_EXERCISE PROMPT_. Repeat the records below exactly as they appear.

-- INFORMATION SHOWN follows --

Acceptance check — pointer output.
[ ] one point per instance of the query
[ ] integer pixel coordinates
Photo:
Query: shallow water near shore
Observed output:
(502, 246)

-- INFORMATION SHOWN concluded --

_EXERCISE RESULT_.
Acceptance check — pointer output.
[ ] one point per instance of the query
[ ] integer pixel coordinates
Photo:
Query: shallow water near shore
Observed output:
(502, 246)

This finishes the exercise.